** To be done **
Transcribe a passage from the forum thread about the Gaggia boiler, beginning at the words "## MartinB (May" and stopping after the words "(Dec 22, 2009)".

** Text extract **
# Gaggia "Coffee" Boiler Issue



## MattBlack (Oct 13, 2012)

Hi there, I have recently picked up a Gaggia Coffee espresso machine which now has a problem. Whenever it is powered up it trips the circuit breaker in my house (which is annoying as no matter how many times she shows me I can't reset the clock on the oven!







).

However, I may have caused this fault, I did a complete strip down and clean up of the machine but foolishly never actually tried the machine out before taking it apart (it was covered in the last owners chip fat and was stinking!) so I don't know if I've been sold a dud or made a mistake in my tear down.

I've narrowed the fault down to the boiler, if you unplug the elements the machine doesn't trip the power. My questions are:

- Is boiler failure like this a known/common fault on these machines?

- Is it possible in the cleaning process of the boiler (it was thick with scale and crud so I did soak the whole thing) I've got water somewhere I shouldn't?

- Does anyone have a link to a wiring diagram? I marked each connector before taking them off and took a photo for reference so I'm confident they are correct but it's worth double checking.

Cheers!

Matt


----------



## MartinB (May 8, 2011)

Speak to gaggiamanualservice regarding this. The same thing happened to me when I stripped down & cleaned my Gaggia last year.

It sounds like your boiler elements are damp.


----------



## gaggiamanualservice.com (Dec 22, 2009)

You almost definately got moisture issue. mail me your mobile at [email protected] and i will talk you through it

mark


----------



## MattBlack (Oct 13, 2012)

Thanks for the offer, really appreciated, however it looks like I've sorted it. I gave the boiler a good heat up with a hot air gun and sat it on a radiator for a few days and it seems to be sorted.

Thanks again.

Matt


----------

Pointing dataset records
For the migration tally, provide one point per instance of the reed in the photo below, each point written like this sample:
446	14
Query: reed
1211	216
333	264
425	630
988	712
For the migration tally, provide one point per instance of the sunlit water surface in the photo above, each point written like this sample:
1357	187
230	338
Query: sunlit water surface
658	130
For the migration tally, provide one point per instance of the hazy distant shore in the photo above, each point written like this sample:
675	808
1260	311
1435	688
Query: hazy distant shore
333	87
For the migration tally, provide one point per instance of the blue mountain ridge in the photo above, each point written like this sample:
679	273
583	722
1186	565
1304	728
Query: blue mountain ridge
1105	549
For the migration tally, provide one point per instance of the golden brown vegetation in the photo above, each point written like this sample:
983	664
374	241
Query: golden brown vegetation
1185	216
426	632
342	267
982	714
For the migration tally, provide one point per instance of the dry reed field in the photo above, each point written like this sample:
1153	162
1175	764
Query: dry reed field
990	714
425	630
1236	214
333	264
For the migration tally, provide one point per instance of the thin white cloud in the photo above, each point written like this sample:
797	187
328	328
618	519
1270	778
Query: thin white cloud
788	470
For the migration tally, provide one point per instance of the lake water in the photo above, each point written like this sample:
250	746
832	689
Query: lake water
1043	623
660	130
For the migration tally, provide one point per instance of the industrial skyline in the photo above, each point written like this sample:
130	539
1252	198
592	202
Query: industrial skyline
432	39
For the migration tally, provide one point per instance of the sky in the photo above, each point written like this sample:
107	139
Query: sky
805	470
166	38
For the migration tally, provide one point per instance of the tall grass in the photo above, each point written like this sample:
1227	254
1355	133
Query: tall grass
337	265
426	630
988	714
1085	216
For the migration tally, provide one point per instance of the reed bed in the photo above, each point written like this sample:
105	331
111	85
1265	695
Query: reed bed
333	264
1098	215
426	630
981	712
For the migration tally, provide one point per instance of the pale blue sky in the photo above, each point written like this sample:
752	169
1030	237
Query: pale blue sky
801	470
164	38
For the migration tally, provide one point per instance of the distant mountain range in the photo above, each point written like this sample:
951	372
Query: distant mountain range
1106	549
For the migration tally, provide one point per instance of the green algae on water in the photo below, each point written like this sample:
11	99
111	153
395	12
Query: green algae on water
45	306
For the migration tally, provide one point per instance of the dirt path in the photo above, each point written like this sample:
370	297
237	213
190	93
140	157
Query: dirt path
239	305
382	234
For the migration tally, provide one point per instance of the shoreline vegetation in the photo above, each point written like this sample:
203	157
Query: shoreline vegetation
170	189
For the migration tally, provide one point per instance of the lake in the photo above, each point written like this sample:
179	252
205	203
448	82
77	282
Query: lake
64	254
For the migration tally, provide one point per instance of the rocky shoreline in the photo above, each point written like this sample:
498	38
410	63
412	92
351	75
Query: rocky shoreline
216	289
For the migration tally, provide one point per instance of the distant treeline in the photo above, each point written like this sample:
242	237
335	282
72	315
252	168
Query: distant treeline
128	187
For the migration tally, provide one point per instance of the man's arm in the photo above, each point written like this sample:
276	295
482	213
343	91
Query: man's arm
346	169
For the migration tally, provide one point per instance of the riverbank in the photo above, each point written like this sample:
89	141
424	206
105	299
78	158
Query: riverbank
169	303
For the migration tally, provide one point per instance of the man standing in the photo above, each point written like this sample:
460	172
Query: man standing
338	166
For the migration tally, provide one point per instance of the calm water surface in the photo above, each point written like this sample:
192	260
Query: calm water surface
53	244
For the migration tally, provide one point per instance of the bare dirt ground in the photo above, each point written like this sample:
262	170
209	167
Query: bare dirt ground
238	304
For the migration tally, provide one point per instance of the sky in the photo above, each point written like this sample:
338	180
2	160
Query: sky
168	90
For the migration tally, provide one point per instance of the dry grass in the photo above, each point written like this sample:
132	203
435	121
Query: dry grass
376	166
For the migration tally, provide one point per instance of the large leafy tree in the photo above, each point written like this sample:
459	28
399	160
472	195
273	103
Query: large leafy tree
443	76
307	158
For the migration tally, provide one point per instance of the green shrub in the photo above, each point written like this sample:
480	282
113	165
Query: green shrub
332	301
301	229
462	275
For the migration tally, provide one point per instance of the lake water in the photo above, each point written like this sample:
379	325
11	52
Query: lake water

** Result of this exercise **
## MartinB (May 8, 2011)

Speak to gaggiamanualservice regarding this. The same thing happened to me when I stripped down & cleaned my Gaggia last year.

It sounds like your boiler elements are damp.


----------



## gaggiamanualservice.com (Dec 22, 2009)